What you need to do: Write out, unchanged, the lines starting with the one containing "outline metal basin" and ending with the one containing "230), (246, 206)]", both of those lines included.

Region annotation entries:

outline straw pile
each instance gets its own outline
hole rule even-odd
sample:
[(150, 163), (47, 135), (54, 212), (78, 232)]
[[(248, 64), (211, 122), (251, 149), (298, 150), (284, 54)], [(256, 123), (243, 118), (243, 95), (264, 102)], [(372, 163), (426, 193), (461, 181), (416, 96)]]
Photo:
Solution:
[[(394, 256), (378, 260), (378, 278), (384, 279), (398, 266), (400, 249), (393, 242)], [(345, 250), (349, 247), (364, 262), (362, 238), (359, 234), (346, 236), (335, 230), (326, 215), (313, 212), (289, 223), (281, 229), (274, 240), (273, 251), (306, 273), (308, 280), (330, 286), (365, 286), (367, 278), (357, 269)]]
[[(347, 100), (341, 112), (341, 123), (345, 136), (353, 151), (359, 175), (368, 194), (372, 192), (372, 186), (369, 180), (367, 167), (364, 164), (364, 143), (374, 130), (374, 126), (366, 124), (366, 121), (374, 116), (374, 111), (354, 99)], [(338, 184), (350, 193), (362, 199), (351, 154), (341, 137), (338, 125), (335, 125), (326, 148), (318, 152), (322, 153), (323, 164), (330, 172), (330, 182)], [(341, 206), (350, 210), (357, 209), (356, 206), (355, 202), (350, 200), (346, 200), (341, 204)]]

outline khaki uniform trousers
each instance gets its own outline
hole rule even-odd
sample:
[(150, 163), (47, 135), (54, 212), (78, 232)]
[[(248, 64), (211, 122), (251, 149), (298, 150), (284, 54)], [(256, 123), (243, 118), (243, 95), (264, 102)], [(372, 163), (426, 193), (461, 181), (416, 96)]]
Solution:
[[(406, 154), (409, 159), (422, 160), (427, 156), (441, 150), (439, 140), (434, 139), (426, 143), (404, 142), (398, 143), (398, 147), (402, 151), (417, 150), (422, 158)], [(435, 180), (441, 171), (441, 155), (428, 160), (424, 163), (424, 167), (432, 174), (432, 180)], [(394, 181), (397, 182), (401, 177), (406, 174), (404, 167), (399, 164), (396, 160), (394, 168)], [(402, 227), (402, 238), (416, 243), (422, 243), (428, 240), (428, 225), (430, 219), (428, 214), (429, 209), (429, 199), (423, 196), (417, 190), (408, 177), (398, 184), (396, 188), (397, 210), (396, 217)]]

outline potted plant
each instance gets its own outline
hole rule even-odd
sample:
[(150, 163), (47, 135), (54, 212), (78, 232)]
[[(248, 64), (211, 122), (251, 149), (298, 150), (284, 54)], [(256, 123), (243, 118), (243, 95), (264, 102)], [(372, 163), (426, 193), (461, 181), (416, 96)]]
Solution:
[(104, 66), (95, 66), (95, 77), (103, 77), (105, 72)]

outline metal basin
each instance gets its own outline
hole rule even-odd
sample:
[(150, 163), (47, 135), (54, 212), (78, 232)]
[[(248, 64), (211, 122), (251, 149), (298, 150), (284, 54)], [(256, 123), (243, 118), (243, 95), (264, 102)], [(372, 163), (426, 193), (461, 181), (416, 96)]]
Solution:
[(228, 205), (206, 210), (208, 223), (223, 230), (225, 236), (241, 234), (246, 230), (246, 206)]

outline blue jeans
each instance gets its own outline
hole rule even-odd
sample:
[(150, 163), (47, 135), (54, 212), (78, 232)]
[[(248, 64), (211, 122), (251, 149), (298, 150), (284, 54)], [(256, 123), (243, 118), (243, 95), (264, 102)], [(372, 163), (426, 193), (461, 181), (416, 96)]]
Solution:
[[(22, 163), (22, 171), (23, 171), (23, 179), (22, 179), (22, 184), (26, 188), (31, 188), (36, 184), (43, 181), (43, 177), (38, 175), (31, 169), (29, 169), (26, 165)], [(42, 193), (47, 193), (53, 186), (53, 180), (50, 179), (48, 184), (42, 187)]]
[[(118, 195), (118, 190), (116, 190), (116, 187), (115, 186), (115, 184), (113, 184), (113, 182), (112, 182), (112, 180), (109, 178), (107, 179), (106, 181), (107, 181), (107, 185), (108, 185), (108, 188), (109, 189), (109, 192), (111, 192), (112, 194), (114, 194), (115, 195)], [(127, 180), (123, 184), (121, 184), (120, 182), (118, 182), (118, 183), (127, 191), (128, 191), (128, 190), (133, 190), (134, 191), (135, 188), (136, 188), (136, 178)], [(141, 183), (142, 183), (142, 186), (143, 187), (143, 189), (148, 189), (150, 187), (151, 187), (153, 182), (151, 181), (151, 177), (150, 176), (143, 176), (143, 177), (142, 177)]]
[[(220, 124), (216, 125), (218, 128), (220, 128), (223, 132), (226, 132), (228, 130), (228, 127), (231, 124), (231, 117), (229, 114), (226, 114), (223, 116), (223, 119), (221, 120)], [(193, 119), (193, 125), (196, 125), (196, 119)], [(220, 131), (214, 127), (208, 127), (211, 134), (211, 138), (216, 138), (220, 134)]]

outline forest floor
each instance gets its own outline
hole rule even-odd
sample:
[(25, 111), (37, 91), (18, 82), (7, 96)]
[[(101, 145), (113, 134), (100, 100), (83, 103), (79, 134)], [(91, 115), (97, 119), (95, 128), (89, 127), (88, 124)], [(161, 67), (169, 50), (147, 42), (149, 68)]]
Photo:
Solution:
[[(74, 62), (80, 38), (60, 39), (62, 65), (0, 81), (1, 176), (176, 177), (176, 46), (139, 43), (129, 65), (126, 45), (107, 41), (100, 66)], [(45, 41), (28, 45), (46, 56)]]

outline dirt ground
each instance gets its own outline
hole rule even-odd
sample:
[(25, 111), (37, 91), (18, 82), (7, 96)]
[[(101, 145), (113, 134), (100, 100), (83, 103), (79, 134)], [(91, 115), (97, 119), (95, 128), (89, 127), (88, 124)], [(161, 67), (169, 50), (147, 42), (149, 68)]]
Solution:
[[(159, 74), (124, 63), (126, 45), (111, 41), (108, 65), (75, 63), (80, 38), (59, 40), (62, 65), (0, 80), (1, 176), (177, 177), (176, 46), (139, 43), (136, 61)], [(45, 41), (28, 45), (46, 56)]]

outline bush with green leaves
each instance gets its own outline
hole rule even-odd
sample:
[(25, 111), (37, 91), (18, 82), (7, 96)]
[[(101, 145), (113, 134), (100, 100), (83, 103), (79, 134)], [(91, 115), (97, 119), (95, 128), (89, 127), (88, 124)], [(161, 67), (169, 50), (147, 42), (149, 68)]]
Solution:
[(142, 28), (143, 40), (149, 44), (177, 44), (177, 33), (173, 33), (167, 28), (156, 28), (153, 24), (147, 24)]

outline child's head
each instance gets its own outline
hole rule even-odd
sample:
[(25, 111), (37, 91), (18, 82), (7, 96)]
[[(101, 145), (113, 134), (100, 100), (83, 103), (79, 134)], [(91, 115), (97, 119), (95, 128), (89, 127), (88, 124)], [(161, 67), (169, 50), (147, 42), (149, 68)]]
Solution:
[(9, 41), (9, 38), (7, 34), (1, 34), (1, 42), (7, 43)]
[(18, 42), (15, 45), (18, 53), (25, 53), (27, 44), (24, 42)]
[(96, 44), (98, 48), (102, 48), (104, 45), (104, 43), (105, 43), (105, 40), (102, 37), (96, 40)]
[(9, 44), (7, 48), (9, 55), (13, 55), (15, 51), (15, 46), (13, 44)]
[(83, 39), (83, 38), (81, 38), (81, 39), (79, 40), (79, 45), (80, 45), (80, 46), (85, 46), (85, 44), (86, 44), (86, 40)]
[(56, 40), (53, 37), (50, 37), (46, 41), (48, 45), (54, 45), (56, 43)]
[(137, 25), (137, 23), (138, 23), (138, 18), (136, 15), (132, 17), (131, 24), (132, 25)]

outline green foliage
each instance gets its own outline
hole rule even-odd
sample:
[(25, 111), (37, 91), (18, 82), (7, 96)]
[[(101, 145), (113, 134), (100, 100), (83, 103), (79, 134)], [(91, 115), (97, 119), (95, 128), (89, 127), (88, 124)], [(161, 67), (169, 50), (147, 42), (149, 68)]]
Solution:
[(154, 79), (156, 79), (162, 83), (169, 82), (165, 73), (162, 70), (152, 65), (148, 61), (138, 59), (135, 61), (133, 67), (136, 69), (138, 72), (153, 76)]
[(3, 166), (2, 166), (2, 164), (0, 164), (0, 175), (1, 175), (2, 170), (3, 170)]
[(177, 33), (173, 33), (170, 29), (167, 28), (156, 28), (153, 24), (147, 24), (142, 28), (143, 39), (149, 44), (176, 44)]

Full response:
outline metal basin
each instance gets its own outline
hole rule even-odd
sample:
[(150, 163), (47, 135), (54, 212), (78, 232)]
[[(248, 64), (211, 122), (251, 149), (298, 150), (284, 54)], [(256, 123), (243, 118), (243, 95), (264, 102)], [(372, 163), (426, 193), (461, 181), (416, 96)]]
Solution:
[(228, 205), (206, 210), (208, 223), (223, 230), (225, 236), (241, 234), (246, 230), (246, 206)]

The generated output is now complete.